▶ **Texto mostrado**:
++++++

Perdición: la paradoja de los ojos cerrados

No hay nada más arrebatador que dormir bien en un buen hotel. Gran parte del tiempo que pasamos allí estamos en otra dimensión, felizmente inconscientes disfrutando de una de las grandes paradojas hoteleras.
Le Bristol París
Anabel Vázquez

“Despiértame cuando esté en Le Bristol”. Eso digo yo todas las mañanas: despiértame cuando esté en Le Bristol. Esas palabras las tiene bordadas en blanco el antifaz de seda azul marino con el que duermo cada noche. Ese hotel parisino nos gusta mucho a Woody Allen y a mí: ahí rodó su Midnight in Paris. Desconozco si tuvo la misma suerte que yo y si le regalaron también ese artefacto tan sencillo y complejo, que me permite apagar y encender la luz del mundo.

Tengo una fotografía durmiendo con ese antifaz entre sábanas de Quagliotti en una de las camas de 140 centímetros de Le Bristol; en este mundo de hoy tenemos fotos en todas las situaciones. Recuerdo que, al levantarme esa mañana, pensé: qué lástima pasar ocho horas en esta habitación con los ojos cerrados. Estaba en la suite 1925, que el hotel dedicó a Josephine Baker, una de esas con los que los hoteles celebran a sus huéspedes insignes; estaba es un seudo museo, con foto de Hoyninguen-Huene incluida, y apenas lo había mirado. Y aquí me atrevo a exponer una de las grandes paradojas hoteleras: gran parte del tiempo que pasamos en un hotel estamos en otra dimensión, ajenos a todo.

Le Bristol, París.

Le Bristol

La industria hotelera cuida el sueño de sus huéspedes de manera extrema, con sus sábanas de cientos de hilos, almohadas que parecen nubes, colchones diseñados con más mimo que un cohete… Todo ello para que nosotros cerremos los ojos la mayor cantidad posible de horas. Qué contradicción. Tras esto hay una verdad, entre aterradora y poética: pagamos para estar felizmente inconscientes. Pagar para cerrar los ojos es también pagar por sentirnos seguros, por estar mejor que en nuestras casas. Y qué bien se vive ahí, cuando dormimos no hay guerras, inflación ni calles sin árboles. El mundo es perfecto durante el sueño.

No hay nada más arrebatador que dormir bien en un buen hotel. Ahí la vida es sueño. Qué perdición. Habrá quien diga que no logra hacerlo como en su casa. Siempre hay gente rara. Alegará que la cama no es la de siempre, aunque la suya no tenga sábanas de Frette ni colchón de Hypnos, que no controla los interruptores de la luz, y la habitación se convierte en un baile de lámparas encendiéndose y apagándose. Argumentará que los viajes sobreexcitan (es verdad, para eso viajamos) y terminará esgrimiendo que el aire acondicionado y la calefacción se ríen de él.

++++++

Ítems de un conjunto de etiquetado por puntos
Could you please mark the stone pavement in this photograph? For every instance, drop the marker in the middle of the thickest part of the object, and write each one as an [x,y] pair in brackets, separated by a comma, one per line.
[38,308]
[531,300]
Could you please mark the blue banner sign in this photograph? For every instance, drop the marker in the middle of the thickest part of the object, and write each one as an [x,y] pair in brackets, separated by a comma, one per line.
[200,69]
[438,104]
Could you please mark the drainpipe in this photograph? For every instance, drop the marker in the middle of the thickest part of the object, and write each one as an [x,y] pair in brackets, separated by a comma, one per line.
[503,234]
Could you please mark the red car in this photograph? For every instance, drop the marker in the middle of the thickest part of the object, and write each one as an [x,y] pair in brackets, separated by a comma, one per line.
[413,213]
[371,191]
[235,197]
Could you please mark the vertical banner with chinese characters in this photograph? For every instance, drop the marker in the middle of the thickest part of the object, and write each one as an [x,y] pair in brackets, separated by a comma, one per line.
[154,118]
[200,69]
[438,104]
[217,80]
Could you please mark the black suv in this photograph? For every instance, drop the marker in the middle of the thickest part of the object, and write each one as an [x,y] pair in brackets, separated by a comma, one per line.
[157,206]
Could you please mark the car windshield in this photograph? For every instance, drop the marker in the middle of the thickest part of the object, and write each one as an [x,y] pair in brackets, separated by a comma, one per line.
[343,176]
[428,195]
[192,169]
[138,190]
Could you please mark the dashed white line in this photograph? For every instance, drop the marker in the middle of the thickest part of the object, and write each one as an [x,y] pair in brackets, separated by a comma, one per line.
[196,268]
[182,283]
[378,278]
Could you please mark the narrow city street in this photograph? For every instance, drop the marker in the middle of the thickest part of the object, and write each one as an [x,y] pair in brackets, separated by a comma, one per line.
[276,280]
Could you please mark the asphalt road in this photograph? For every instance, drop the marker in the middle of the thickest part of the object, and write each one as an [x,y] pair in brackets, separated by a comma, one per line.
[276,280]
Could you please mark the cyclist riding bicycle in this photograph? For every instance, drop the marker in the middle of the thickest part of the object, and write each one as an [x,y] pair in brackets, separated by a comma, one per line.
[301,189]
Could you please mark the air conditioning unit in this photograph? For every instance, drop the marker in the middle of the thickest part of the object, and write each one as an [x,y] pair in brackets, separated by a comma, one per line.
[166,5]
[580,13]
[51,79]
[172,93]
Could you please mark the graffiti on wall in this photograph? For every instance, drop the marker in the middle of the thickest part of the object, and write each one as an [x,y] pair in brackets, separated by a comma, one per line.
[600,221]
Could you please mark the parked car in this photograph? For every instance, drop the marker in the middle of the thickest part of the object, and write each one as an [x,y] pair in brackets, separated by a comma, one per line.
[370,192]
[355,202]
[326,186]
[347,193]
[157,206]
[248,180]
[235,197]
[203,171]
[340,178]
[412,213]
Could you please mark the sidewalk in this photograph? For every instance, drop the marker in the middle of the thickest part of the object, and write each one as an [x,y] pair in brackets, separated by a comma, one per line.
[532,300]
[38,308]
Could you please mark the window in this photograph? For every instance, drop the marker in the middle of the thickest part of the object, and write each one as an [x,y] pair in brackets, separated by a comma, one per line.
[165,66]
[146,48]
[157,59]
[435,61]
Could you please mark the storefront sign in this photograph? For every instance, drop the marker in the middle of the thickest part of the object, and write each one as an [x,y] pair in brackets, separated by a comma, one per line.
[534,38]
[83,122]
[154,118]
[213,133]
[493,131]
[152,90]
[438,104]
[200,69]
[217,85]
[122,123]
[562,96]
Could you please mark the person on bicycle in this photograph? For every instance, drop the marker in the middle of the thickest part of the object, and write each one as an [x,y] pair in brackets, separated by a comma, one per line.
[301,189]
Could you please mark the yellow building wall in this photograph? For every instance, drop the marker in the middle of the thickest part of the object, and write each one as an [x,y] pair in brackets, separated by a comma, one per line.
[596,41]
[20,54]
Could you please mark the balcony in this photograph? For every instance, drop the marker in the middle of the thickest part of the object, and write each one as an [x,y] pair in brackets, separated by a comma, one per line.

++++++

▶ **Tarea**:
Extrae sin cambios el fragmento del texto sobre dormir en hoteles que empieza en las palabras "Tengo una fotografía" y termina después de "ajenos a todo.".

▶ **Resultado del ejercicio**:
Tengo una fotografía durmiendo con ese antifaz entre sábanas de Quagliotti en una de las camas de 140 centímetros de Le Bristol; en este mundo de hoy tenemos fotos en todas las situaciones. Recuerdo que, al levantarme esa mañana, pensé: qué lástima pasar ocho horas en esta habitación con los ojos cerrados. Estaba en la suite 1925, que el hotel dedicó a Josephine Baker, una de esas con los que los hoteles celebran a sus huéspedes insignes; estaba es un seudo museo, con foto de Hoyninguen-Huene incluida, y apenas lo había mirado. Y aquí me atrevo a exponer una de las grandes paradojas hoteleras: gran parte del tiempo que pasamos en un hotel estamos en otra dimensión, ajenos a todo.